▶ [Travail à effectuer]:
1) Répondez aux questions suivantes sur le texte consacré à la trace chez Ricœur.
(a) Dans quel ouvrage de Levinas se trouve la méditation sur la trace que rencontre Ricœur ?
(b) À qui le texte attribue-t-il l'idée des « témoins malgré eux » ?
(c) D'après la citation de la page 179, quel est ce temps historique qui n'est ni un fragment du temps stellaire, ni le simple agrandissement de la mémoire personnelle ?
2) Reproduisez le texte consacré à la trace chez Ricœur, depuis « D’une part ainsi » jusqu'à « de faire signe. » inclus.

▶ [Passage proposé]:
Le texte aborde alors une discussion serrée avec Heidegger, pour montrer dans le vestige qui subsiste une part de passé qui n’est plus, et trouver dans l’historialité même de quoi déplier un temps datable, qui emprunte au temps vulgaire, qui prend appui sur lui aussi bien, pour former ensemble un temps hybride. Comme toujours ici, Ricœur cherche le mixte, et pointe chez Heidegger la difficulté à redescendre du temps pur vers le temps ordinaire, et de l’historial vers l’historiographique : « On ne peut faire progresser l’analyse de la trace sans montrer comment les opérations propres à la pratique historienne, relatives aux documents et monuments, contribuent à former la notion d’un être là ayant été là. Or cette mise en convergence d’une notion purement phénoménologique avec les procédures historiographiques, que l’on peut toute ramener à l’acte de suivre ou de remonter la trace, ne peut se faire que dans un temps historique qui n’est ni un fragment du temps stellaire, ni le simple agrandissement aux dimensions communautaires de la mémoire personnelle, mais un temps hybride » (p.179).
D’une part ainsi la trace sera datable, permettra de déchiffrer sur l’espace l’étirement du temps, et de le projeter dans un temps public qui rend les durées privées commensurables (p.181). D’autre part « si l’on veut se laisser conduire par la trace, il faut être capable de ce dessaisissement, de cette abnégation, qui font que le souci de soi-même s’efface devant la trace de l’autre » (p.182). C’est ici que Ricœur rencontre la méditation sur la trace de Levinas, dans L’humanisme de l’autre homme[7], où la trace n’est pas un signe comme un autre, mais indique une absence, et signifie en dehors de toute intention de faire signe.
Mais justement on recroise ici l’idée de Marc Bloch des témoins malgré eux, et il faut toujours pouvoir faire le trajet inverse, pouvoir revenir de la signifiance de la trace vers le temps vulgaire, et vers cet autre non plus absolu mais relatif qu’est le passé historique[8]. « Je voudrais plutôt tenir en réserve la possibilité qu’il n’y ait finalement d’Autre relatif, d’Autre historique, que si le passé remémoré est signifiant à partir d’un passé immémorial » (p.183).

[Entrées tirées d'une collection]

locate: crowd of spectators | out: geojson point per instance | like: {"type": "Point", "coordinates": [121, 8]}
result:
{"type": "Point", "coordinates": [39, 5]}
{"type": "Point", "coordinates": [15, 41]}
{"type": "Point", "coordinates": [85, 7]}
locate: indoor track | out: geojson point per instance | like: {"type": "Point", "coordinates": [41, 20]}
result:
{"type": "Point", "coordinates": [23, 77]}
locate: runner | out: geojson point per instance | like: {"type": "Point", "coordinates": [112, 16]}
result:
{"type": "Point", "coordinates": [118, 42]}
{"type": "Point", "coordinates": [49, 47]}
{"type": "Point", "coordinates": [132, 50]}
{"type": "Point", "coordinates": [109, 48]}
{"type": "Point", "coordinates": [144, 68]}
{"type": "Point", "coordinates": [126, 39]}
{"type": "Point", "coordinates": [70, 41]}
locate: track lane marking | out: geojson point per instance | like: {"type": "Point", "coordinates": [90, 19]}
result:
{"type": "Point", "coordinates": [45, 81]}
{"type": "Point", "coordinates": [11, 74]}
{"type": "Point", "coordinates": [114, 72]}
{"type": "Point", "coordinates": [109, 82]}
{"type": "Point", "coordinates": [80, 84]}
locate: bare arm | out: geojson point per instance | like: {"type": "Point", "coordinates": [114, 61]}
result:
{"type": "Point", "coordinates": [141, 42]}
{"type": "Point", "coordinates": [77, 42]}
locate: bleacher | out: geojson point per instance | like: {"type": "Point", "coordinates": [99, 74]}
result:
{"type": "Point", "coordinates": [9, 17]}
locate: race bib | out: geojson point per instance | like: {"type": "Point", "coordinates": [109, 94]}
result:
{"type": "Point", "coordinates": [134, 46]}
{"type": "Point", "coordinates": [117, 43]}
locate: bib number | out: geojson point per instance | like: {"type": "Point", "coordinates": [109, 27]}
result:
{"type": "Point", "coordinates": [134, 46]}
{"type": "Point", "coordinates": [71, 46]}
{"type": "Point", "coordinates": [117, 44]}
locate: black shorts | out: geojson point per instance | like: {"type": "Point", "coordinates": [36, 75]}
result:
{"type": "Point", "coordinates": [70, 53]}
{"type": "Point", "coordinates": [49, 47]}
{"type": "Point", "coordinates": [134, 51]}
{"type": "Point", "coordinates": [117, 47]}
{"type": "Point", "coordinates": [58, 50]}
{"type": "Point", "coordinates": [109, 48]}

▶ [Résultats par tâche]:
1)
(a) L'humanisme de l'autre homme.
(b) À Marc Bloch.
(c) Un temps hybride.

2)
D’une part ainsi la trace sera datable, permettra de déchiffrer sur l’espace l’étirement du temps, et de le projeter dans un temps public qui rend les durées privées commensurables (p.181). D’autre part « si l’on veut se laisser conduire par la trace, il faut être capable de ce dessaisissement, de cette abnégation, qui font que le souci de soi-même s’efface devant la trace de l’autre » (p.182). C’est ici que Ricœur rencontre la méditation sur la trace de Levinas, dans L’humanisme de l’autre homme[7], où la trace n’est pas un signe comme un autre, mais indique une absence, et signifie en dehors de toute intention de faire signe.